TÂCHE À RÉALISER:
Recopiez à l'identique la partie du matériel ci-dessous qui s'ouvre sur la ligne contenant « Reviewer note: confirm that every instance of the blue jacket » et se ferme sur la ligne contenant « <point>235,264</point> », ces deux lignes comprises.

ENREGISTREMENTS DU CORPUS:
·····

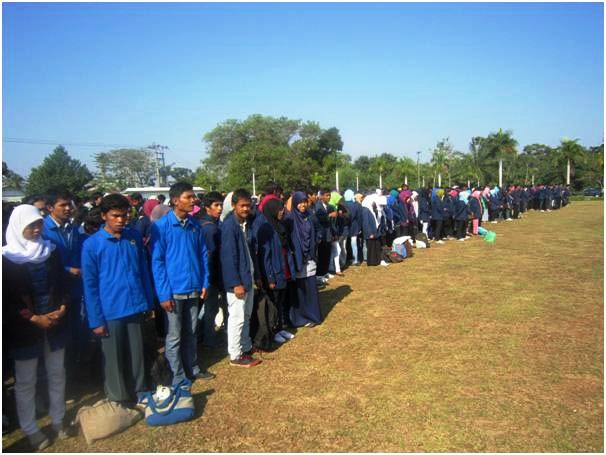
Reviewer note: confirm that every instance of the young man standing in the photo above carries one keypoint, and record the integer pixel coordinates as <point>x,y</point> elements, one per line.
<point>117,289</point>
<point>239,274</point>
<point>180,270</point>
<point>59,229</point>
<point>213,205</point>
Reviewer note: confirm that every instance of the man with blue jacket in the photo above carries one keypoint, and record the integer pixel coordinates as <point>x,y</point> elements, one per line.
<point>180,270</point>
<point>117,290</point>
<point>240,273</point>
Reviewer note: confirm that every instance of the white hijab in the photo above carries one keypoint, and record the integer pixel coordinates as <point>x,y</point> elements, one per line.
<point>18,249</point>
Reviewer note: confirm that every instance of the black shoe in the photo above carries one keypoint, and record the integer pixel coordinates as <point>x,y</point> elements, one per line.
<point>205,375</point>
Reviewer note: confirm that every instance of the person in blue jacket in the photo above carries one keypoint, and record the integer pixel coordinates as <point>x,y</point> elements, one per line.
<point>118,290</point>
<point>438,211</point>
<point>59,229</point>
<point>180,271</point>
<point>240,274</point>
<point>276,261</point>
<point>355,225</point>
<point>461,215</point>
<point>210,223</point>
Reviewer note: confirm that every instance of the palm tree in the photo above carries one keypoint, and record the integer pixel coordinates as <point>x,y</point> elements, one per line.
<point>441,157</point>
<point>572,152</point>
<point>501,145</point>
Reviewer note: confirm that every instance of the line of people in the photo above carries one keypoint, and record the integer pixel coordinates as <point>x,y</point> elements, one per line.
<point>126,258</point>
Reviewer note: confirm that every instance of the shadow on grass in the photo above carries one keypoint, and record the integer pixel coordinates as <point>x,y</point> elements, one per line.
<point>330,297</point>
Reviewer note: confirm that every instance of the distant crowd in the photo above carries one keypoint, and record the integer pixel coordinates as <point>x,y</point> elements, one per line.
<point>207,268</point>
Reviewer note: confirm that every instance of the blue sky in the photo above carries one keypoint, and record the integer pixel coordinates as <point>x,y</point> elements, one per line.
<point>392,78</point>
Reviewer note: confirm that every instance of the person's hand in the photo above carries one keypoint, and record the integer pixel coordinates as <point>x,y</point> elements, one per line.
<point>57,314</point>
<point>100,331</point>
<point>239,291</point>
<point>168,305</point>
<point>43,321</point>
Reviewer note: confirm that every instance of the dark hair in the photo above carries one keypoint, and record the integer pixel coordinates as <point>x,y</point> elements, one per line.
<point>52,199</point>
<point>136,197</point>
<point>114,201</point>
<point>177,189</point>
<point>93,220</point>
<point>212,197</point>
<point>240,194</point>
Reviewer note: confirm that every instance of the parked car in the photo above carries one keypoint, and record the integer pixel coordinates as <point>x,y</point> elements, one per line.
<point>593,192</point>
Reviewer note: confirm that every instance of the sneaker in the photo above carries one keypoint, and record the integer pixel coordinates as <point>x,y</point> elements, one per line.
<point>38,440</point>
<point>279,338</point>
<point>245,362</point>
<point>287,335</point>
<point>205,375</point>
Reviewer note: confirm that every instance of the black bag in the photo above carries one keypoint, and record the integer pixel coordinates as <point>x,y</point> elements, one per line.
<point>423,238</point>
<point>264,321</point>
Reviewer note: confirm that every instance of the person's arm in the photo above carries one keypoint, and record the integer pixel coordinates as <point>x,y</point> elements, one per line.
<point>91,280</point>
<point>159,270</point>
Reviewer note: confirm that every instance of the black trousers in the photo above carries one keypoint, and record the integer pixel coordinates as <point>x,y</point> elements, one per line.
<point>323,258</point>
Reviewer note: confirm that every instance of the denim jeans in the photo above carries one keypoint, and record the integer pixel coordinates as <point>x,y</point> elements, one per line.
<point>238,324</point>
<point>181,341</point>
<point>25,388</point>
<point>354,249</point>
<point>208,313</point>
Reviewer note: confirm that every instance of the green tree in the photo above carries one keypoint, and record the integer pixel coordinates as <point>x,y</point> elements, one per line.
<point>58,171</point>
<point>500,146</point>
<point>123,168</point>
<point>572,152</point>
<point>11,179</point>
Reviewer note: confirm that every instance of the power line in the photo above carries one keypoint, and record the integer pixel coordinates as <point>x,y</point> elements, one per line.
<point>20,140</point>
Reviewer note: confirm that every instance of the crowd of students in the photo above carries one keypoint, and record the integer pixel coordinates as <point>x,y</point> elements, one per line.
<point>97,270</point>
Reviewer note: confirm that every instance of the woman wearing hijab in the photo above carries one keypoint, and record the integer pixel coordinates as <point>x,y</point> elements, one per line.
<point>338,227</point>
<point>35,300</point>
<point>306,310</point>
<point>355,224</point>
<point>276,261</point>
<point>371,221</point>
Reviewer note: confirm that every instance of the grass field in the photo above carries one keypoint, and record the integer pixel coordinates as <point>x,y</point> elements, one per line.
<point>464,347</point>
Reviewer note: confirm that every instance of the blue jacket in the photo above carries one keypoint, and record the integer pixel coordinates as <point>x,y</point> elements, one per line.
<point>437,209</point>
<point>475,208</point>
<point>116,277</point>
<point>296,242</point>
<point>69,250</point>
<point>369,226</point>
<point>461,210</point>
<point>212,238</point>
<point>235,264</point>
<point>270,257</point>
<point>179,257</point>
<point>355,218</point>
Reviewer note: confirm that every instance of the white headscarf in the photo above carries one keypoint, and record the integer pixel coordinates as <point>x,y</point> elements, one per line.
<point>368,201</point>
<point>18,249</point>
<point>227,208</point>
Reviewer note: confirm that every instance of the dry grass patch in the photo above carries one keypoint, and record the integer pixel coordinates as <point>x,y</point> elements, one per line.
<point>465,347</point>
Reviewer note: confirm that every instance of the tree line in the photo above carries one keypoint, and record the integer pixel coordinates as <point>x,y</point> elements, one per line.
<point>295,152</point>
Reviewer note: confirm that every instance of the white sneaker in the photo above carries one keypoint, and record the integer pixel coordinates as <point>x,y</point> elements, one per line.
<point>287,335</point>
<point>279,338</point>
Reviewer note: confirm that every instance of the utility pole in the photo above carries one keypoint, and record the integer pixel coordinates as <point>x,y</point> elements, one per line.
<point>160,163</point>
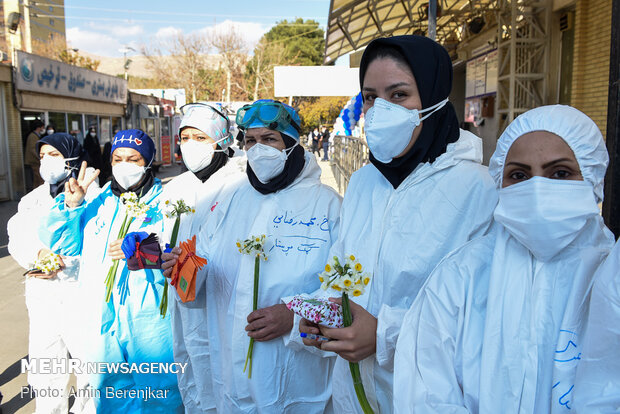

·····

RÉSULTAT DE LA TÂCHE:
Reviewer note: confirm that every instance of the blue jacket in the photo above carries one keypoint, and record the integer pixel coordinates as <point>x,y</point> elements, one per line.
<point>437,209</point>
<point>475,208</point>
<point>116,277</point>
<point>296,242</point>
<point>69,250</point>
<point>369,226</point>
<point>461,210</point>
<point>212,238</point>
<point>235,264</point>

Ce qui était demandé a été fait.